Directions: An exact copy of every record below is required, with the pictures left out.

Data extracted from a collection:

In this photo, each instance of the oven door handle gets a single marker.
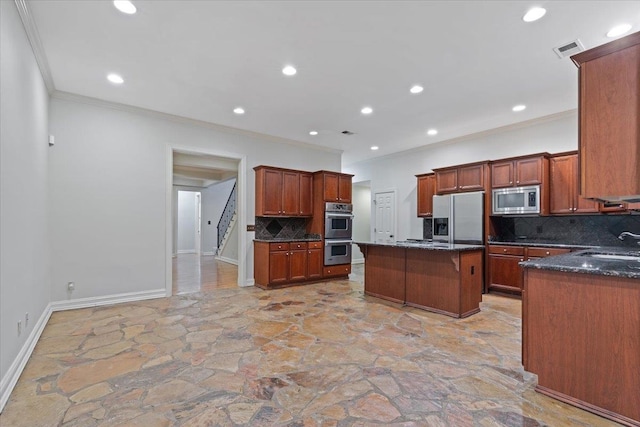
(337, 215)
(328, 242)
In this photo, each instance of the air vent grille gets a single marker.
(569, 49)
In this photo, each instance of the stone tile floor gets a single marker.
(315, 355)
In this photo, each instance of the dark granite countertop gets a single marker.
(600, 261)
(430, 246)
(542, 244)
(282, 240)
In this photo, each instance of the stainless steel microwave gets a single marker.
(516, 200)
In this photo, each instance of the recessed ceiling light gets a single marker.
(619, 30)
(534, 14)
(115, 78)
(125, 6)
(289, 71)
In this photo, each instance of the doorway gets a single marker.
(198, 185)
(385, 216)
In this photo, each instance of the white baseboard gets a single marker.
(10, 379)
(107, 300)
(227, 260)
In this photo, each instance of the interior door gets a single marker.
(385, 203)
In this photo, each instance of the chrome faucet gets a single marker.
(630, 234)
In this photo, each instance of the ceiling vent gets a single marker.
(569, 49)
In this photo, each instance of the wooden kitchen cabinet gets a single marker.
(520, 171)
(283, 192)
(564, 196)
(609, 119)
(462, 178)
(426, 189)
(337, 187)
(282, 263)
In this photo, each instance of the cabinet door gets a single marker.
(290, 193)
(447, 181)
(306, 194)
(426, 190)
(529, 171)
(278, 267)
(471, 178)
(272, 192)
(315, 261)
(502, 174)
(562, 186)
(298, 264)
(331, 187)
(505, 275)
(344, 188)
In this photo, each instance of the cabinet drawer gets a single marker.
(315, 245)
(298, 245)
(544, 252)
(337, 270)
(281, 246)
(506, 250)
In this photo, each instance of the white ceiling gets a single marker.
(200, 59)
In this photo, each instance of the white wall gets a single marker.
(24, 251)
(553, 135)
(214, 199)
(108, 175)
(187, 204)
(361, 199)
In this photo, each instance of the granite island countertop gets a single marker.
(586, 263)
(430, 246)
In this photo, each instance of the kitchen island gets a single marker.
(581, 330)
(438, 277)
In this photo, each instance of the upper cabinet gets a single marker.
(426, 190)
(518, 172)
(609, 117)
(337, 187)
(463, 178)
(283, 192)
(564, 196)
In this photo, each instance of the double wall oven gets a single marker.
(338, 221)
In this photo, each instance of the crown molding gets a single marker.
(36, 44)
(67, 96)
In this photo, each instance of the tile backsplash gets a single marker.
(280, 228)
(593, 230)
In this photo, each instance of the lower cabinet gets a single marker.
(283, 263)
(505, 273)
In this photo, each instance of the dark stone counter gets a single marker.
(598, 261)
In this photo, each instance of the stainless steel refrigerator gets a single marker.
(458, 218)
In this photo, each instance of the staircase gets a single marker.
(227, 220)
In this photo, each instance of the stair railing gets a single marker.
(227, 216)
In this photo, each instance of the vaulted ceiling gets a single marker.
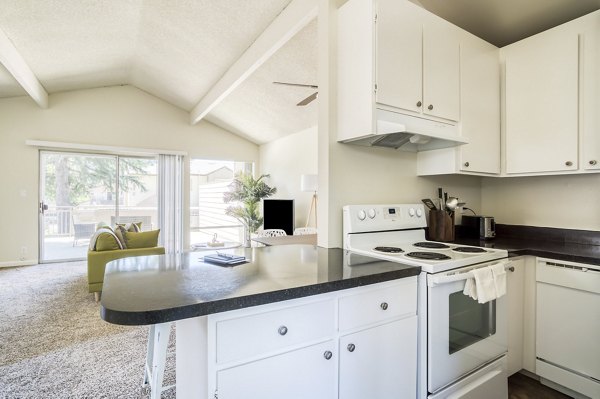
(192, 53)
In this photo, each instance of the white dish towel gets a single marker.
(484, 282)
(499, 273)
(488, 283)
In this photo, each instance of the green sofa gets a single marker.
(124, 241)
(97, 261)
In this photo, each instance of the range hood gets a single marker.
(408, 133)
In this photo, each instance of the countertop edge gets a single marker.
(167, 315)
(543, 253)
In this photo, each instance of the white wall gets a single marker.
(568, 202)
(285, 160)
(118, 116)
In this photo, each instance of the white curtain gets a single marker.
(170, 202)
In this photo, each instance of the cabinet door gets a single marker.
(542, 103)
(382, 363)
(515, 289)
(591, 97)
(398, 55)
(441, 69)
(300, 374)
(480, 106)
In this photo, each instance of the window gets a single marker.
(209, 180)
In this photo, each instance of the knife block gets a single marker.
(441, 226)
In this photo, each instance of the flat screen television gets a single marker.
(279, 214)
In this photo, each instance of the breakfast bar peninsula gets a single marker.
(293, 320)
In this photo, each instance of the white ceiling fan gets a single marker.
(308, 99)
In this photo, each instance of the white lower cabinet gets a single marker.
(515, 291)
(281, 352)
(391, 347)
(303, 373)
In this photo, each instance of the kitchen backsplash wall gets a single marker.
(568, 202)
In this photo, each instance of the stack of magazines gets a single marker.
(225, 259)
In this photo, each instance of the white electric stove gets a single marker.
(396, 233)
(462, 344)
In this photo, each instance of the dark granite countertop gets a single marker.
(518, 246)
(163, 288)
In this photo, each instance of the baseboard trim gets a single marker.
(28, 262)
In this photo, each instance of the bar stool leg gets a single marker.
(156, 357)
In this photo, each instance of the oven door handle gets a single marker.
(450, 278)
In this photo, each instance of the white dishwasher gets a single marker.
(568, 325)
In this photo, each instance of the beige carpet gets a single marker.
(53, 343)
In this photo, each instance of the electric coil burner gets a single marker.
(430, 245)
(471, 250)
(389, 250)
(397, 233)
(428, 255)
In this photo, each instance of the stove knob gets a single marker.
(361, 215)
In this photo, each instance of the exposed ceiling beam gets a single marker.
(289, 22)
(18, 68)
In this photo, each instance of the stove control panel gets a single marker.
(369, 218)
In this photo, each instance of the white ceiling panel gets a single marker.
(9, 87)
(73, 44)
(184, 47)
(264, 111)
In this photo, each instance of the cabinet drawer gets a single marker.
(378, 304)
(263, 333)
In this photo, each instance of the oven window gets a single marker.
(469, 321)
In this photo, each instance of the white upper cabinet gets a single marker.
(590, 142)
(479, 115)
(441, 69)
(411, 44)
(551, 100)
(542, 77)
(399, 67)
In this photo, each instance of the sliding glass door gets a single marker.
(80, 191)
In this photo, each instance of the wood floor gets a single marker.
(523, 387)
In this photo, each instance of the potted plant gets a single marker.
(247, 192)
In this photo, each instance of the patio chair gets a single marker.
(272, 233)
(83, 231)
(303, 231)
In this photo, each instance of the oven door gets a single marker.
(462, 334)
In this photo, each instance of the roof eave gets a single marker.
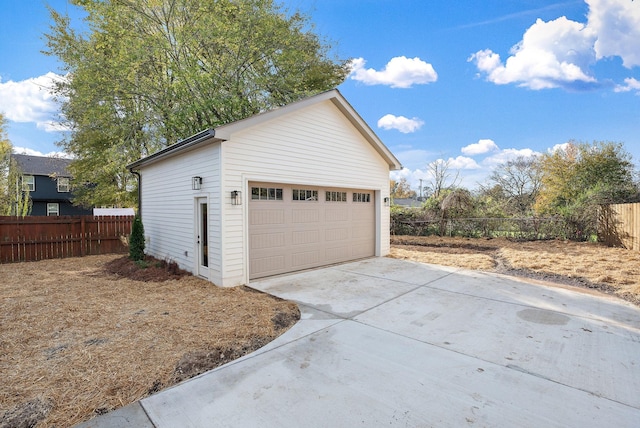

Solution:
In this photo, each instance of the oven door handle gets a single marker.
(337, 215)
(328, 242)
In this photo, each instance of the air vent grille gets a single marker.
(569, 49)
In this photo, each instance of the stone tile floor gets a single marker.
(315, 355)
In this photo, each instance of the dark granite countertop gets a single marker.
(600, 261)
(430, 246)
(542, 244)
(282, 240)
In this photo, each instance of the stainless steel microwave gets a single marker.
(516, 200)
In this photo, each instance of the recessed ceiling light gets a single marker.
(619, 30)
(534, 14)
(115, 78)
(125, 6)
(289, 71)
In this photo, each instance of the doorway gets a single marker.
(198, 185)
(385, 216)
In this photo, each instance of the white baseboard gets a single marker.
(10, 379)
(107, 300)
(227, 260)
In this photo, each instance of the interior door gets a single marker.
(385, 203)
In this photo, each instance of the chrome faucet gets a single marker.
(630, 234)
In this photo, each instance of the ceiling vent gets a single marker.
(569, 49)
In this photo, each instance of the wooden kitchen cabinet gets a single marker.
(520, 171)
(283, 192)
(564, 196)
(609, 119)
(462, 178)
(426, 189)
(337, 187)
(282, 263)
In this photo, each instance of the cabinet door gets a single marker.
(290, 193)
(447, 181)
(306, 194)
(426, 190)
(529, 171)
(278, 267)
(471, 178)
(272, 192)
(315, 261)
(502, 174)
(562, 186)
(298, 264)
(331, 187)
(505, 275)
(344, 188)
In this photo, each instance of the cabinet drawer gets a single marker.
(315, 245)
(298, 245)
(544, 252)
(337, 270)
(281, 246)
(506, 250)
In this photo, each instance of the white ceiling gets a single marker.
(200, 59)
In this photo, each instance of the white wall gets a single marker.
(24, 251)
(553, 135)
(214, 199)
(108, 175)
(187, 204)
(361, 199)
In this photo, each instance of the granite island countertop gets a single marker.
(586, 263)
(430, 246)
In this photo, each instance of the kitchen island gets a single marker.
(581, 330)
(438, 277)
In this photo, each instance of the upper cabinet gets a single marker.
(426, 190)
(518, 172)
(609, 117)
(337, 187)
(463, 178)
(283, 192)
(564, 196)
In this photo, each instance of the double wall oven gets a single marker.
(338, 221)
In this photo, each instance of the crown molding gets a single marker.
(36, 44)
(67, 96)
In this photo, each instance of the tile backsplash gets a single marker.
(280, 228)
(593, 230)
In this photo, each instance of the lower cabinet gets a single marker.
(283, 263)
(505, 273)
In this photo, each instance of the dark stone counter gets a single marker.
(598, 261)
In this photo, each instance of the stainless steel refrigerator gets a single marker.
(458, 218)
In this photo, each instance of the staircase gets a single marker.
(227, 220)
In this photo, each instance of the stair railing gets a single marker.
(227, 216)
In this photo, each instance of the vaulted ceiling gets a single marker.
(192, 53)
In this photo, each instance of the white dish towel gets a single marker.
(484, 282)
(499, 273)
(488, 283)
In this photo, each instance of the green sofa gets a single marker.
(124, 241)
(97, 261)
In this photo, each instance of the range hood gets a single marker.
(408, 133)
In this photo, each instance of the countertop edge gets a single marker.
(167, 315)
(543, 253)
In this photo, each instance of the white wall gets a single marker.
(568, 202)
(285, 160)
(118, 116)
In this photo, each instance of the white curtain gets a single marker.
(170, 202)
In this photo, each instance of the cabinet door gets a single marker.
(542, 103)
(382, 363)
(515, 289)
(591, 97)
(398, 55)
(441, 69)
(300, 374)
(480, 106)
In this photo, each instance of the window gets a single marker.
(209, 180)
In this photo, each instance of the knife block gets a single marker.
(441, 226)
In this photo, each instance of the flat screen television gets a single marker.
(279, 214)
In this photo, each instance of the breakfast bar peninsula gets a single marker.
(293, 320)
In this photo, each instance of the white ceiling fan gets a single marker.
(308, 99)
In this photo, each instance of the white lower cabinet gets a single marker.
(515, 291)
(281, 352)
(391, 347)
(303, 373)
In this photo, each instance of the kitchen backsplash wall gets a single marker.
(568, 202)
In this photo, each instance of the stack of magazines gets a single marker.
(225, 259)
In this photo, each instance of the white electric stove gets a single marker.
(396, 233)
(462, 344)
In this photo, each instance of the dark granite countertop gets a single marker.
(518, 246)
(163, 288)
In this photo, each instance of the baseboard trim gets a single marker.
(28, 262)
In this photo, each instance of the bar stool leg gets a single marker.
(156, 357)
In this photo, each instance of the oven door handle gets a single marker.
(450, 278)
In this photo, each instance of the white dishwasher gets a single marker.
(568, 325)
In this photo, each instance of the beige carpet gets a single marker.
(53, 343)
In this photo, each instance of the electric coil burner gets a single marker.
(430, 245)
(471, 250)
(389, 250)
(397, 233)
(428, 255)
In this photo, each instance of the stove knob gets a single marker.
(361, 215)
In this photo, each instance of the exposed ceiling beam gets a single marker.
(289, 22)
(18, 68)
In this photo, each instance of the stove control panel gets a single marker.
(369, 218)
In this photo, each instance of the white ceiling panel gets a single marker.
(9, 87)
(73, 44)
(184, 47)
(264, 111)
In this photo, each instance of the cabinet drawer gets a single marker.
(378, 304)
(263, 333)
In this photo, each instance of the oven window gets a single marker.
(469, 321)
In this photo, each instance of the white upper cabinet gets a single marker.
(590, 142)
(479, 115)
(441, 69)
(411, 44)
(551, 100)
(542, 77)
(399, 67)
In this photo, each instance of the sliding glass door gets a single marker.
(80, 191)
In this photo, each instance of the wood floor gets a single marker.
(523, 387)
In this photo, each instance of the potted plant gets a single marker.
(247, 192)
In this photo, each instance of the patio chair gets a single marker.
(272, 233)
(83, 231)
(303, 231)
In this photo, each instance of the oven door gets a single marker.
(462, 334)
In this photo, each instance of the roof eave gets a single marker.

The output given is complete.